= Beginning of Section =

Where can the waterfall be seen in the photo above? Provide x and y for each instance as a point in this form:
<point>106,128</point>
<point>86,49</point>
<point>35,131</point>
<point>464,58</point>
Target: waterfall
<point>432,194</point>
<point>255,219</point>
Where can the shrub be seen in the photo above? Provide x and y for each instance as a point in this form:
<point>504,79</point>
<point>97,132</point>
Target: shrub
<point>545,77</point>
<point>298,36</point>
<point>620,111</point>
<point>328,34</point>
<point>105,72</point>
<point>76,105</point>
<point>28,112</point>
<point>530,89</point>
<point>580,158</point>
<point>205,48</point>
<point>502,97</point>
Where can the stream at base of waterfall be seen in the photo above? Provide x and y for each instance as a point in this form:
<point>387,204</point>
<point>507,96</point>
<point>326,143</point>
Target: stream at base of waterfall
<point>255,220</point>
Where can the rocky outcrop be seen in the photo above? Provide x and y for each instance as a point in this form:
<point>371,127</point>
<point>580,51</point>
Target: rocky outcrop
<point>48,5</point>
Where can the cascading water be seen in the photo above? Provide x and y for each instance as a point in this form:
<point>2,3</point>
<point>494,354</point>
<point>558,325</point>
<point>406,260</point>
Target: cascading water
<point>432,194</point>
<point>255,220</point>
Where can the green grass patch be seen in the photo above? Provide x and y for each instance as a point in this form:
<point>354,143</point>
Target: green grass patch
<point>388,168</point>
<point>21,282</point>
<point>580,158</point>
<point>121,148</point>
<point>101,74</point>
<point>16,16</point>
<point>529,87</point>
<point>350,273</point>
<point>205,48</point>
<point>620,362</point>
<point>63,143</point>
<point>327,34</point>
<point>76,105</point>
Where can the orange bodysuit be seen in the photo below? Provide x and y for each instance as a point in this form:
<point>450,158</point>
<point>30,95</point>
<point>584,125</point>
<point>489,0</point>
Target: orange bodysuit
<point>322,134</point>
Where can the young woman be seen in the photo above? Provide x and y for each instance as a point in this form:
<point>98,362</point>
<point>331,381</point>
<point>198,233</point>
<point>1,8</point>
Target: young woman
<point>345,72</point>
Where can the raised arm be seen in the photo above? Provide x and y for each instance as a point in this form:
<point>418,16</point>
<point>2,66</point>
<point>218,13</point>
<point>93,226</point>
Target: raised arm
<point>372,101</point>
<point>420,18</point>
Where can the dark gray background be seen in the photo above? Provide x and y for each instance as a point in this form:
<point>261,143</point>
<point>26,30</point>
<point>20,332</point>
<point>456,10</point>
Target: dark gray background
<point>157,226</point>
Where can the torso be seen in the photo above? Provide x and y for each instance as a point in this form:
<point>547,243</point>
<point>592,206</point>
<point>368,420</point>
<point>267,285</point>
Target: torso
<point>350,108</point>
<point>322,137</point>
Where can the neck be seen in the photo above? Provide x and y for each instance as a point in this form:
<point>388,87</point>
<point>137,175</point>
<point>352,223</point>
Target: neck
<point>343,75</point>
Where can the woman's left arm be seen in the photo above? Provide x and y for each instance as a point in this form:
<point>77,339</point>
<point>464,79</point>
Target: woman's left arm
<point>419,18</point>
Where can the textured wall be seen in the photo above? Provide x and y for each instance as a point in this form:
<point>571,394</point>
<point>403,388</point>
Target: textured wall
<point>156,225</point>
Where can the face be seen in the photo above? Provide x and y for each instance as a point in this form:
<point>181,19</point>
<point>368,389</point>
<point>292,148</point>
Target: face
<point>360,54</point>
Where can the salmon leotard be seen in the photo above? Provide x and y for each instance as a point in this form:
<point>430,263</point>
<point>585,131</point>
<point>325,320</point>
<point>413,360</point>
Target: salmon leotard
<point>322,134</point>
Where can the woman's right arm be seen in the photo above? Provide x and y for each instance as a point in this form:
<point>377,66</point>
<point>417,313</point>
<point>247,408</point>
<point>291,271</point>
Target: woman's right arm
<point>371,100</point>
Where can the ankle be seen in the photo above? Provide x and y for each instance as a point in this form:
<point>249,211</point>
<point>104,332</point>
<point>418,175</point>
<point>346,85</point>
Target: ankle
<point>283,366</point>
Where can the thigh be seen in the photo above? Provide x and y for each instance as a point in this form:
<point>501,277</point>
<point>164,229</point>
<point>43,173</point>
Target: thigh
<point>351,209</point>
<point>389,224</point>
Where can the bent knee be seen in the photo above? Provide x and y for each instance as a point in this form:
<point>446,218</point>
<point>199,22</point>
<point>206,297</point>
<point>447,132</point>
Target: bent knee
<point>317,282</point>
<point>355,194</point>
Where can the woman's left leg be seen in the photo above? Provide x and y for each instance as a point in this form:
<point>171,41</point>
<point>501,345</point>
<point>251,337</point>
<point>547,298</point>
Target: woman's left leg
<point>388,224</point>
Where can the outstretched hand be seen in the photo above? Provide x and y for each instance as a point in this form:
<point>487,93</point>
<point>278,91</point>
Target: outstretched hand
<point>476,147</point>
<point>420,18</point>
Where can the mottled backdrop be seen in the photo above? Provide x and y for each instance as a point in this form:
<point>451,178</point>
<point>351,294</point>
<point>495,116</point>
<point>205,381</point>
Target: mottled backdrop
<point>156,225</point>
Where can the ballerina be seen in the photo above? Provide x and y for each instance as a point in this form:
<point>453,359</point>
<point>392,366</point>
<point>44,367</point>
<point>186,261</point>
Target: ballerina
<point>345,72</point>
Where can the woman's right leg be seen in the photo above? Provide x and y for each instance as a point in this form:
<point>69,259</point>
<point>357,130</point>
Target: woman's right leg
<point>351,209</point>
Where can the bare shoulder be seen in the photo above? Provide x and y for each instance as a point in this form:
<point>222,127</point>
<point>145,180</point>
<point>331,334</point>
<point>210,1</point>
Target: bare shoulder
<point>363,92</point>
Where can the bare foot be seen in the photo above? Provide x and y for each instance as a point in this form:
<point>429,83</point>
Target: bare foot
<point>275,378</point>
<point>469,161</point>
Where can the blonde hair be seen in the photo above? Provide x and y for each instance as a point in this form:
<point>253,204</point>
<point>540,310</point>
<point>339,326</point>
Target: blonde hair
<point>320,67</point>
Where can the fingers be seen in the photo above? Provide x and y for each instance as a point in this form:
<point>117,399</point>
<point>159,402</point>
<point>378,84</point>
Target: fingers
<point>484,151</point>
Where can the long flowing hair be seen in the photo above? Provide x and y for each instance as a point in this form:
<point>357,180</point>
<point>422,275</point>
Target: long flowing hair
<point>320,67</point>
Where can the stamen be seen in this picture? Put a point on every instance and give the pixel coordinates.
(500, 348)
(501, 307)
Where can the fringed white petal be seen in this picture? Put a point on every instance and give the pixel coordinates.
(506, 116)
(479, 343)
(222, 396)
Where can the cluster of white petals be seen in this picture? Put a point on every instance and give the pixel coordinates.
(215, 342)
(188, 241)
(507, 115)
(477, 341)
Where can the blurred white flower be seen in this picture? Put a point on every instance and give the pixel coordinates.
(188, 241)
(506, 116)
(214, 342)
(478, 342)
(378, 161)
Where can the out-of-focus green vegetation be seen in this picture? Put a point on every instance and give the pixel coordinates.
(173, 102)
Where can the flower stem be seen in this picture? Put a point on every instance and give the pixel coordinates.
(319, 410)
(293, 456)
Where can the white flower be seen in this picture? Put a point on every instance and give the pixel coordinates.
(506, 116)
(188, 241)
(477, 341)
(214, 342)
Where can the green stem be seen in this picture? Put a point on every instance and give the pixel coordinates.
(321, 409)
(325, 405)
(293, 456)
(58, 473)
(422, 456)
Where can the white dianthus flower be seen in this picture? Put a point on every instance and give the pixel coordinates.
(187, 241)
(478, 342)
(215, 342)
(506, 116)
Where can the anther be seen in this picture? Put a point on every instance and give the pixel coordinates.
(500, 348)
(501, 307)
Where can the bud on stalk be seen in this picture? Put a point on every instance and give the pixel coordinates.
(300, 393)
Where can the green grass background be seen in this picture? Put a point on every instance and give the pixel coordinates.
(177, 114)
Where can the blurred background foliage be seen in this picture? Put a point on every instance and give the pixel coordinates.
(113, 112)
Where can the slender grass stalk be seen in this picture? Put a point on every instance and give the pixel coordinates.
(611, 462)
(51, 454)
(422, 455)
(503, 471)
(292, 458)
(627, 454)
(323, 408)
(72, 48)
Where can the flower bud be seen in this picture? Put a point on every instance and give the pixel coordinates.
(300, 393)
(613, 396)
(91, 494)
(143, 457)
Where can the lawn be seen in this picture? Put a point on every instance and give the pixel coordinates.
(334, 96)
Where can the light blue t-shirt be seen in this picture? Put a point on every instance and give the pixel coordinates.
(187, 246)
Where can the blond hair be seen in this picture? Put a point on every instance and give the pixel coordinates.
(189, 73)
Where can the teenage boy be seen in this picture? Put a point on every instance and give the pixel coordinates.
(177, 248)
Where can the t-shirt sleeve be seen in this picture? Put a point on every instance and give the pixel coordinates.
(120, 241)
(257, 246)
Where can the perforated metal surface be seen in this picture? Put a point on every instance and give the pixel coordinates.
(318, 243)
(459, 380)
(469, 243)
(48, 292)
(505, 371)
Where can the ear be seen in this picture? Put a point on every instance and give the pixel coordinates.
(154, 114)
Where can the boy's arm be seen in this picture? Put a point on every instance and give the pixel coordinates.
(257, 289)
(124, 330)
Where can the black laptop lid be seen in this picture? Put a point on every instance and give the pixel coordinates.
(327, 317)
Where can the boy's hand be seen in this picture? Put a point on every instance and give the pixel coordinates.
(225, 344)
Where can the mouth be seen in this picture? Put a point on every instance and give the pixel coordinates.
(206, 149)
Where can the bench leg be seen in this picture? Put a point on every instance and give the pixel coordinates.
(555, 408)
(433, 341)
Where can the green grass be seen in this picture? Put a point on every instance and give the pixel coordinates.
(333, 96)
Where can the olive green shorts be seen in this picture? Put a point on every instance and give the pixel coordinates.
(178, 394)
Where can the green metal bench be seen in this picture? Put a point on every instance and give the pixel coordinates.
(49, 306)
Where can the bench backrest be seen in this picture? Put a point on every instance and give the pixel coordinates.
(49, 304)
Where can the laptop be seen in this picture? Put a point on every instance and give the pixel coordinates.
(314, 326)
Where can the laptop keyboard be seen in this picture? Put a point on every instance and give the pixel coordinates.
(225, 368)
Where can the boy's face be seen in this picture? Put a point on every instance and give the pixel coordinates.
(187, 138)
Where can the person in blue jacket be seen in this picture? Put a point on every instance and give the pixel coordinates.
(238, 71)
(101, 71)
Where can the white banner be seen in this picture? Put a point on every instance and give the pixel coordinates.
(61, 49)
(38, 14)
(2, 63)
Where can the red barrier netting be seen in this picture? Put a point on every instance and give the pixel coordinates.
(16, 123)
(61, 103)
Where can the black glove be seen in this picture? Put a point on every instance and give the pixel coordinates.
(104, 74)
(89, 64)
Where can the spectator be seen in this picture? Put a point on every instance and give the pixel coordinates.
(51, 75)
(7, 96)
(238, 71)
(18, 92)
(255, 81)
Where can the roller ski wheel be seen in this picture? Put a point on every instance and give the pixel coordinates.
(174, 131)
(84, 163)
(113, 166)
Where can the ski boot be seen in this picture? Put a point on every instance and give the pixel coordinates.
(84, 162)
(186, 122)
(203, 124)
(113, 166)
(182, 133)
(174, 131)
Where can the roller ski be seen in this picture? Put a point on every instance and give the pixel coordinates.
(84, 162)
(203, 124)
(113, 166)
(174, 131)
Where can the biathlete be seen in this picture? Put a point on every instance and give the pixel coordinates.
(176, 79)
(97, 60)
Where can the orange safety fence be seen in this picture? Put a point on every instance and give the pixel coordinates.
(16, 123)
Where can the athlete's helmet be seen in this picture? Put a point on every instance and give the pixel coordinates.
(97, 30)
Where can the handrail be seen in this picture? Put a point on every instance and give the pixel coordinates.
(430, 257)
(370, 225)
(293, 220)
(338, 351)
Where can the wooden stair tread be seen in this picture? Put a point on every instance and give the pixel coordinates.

= End of Section =

**Your goal:** Reproduce, exactly and only, the lines running from the one with "Where can the athlete's" to the end of the listing above.

**Written answer:**
Where can the athlete's helmet be seen in this picture? Put a point on every instance and give the pixel coordinates.
(97, 30)
Where can the handrail be seen in this picture? Put a point on every instance and give the pixel coordinates.
(430, 257)
(370, 225)
(293, 220)
(338, 351)
Where can the wooden stair tread be seen in this picture? Put a point on every instance and give the pixel coordinates.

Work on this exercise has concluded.